What is needed: Arrange every line of the items below as a numbered list, leaving out blank lines and the pictures.

[Data listing]
########################################
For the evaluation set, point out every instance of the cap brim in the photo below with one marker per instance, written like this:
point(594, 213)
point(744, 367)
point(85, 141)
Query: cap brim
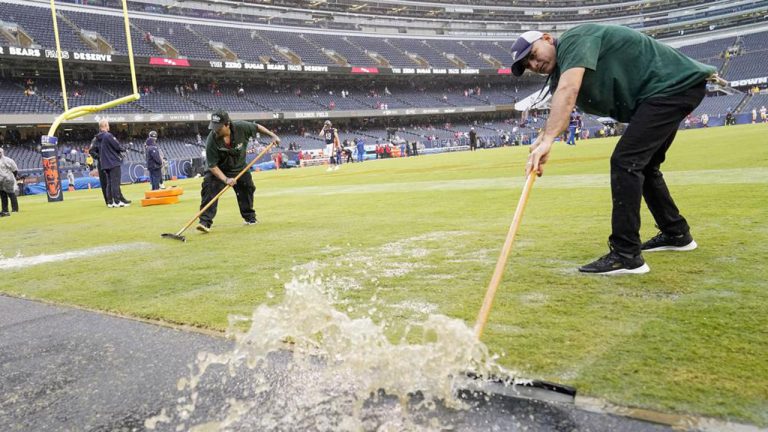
point(215, 126)
point(517, 67)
########################################
Full response:
1. For the evaluation set, point out every instance of the cap brim in the photo below with one marker per instance, written like this:
2. point(594, 213)
3. point(744, 367)
4. point(85, 141)
5. Query: cap brim
6. point(215, 126)
7. point(517, 67)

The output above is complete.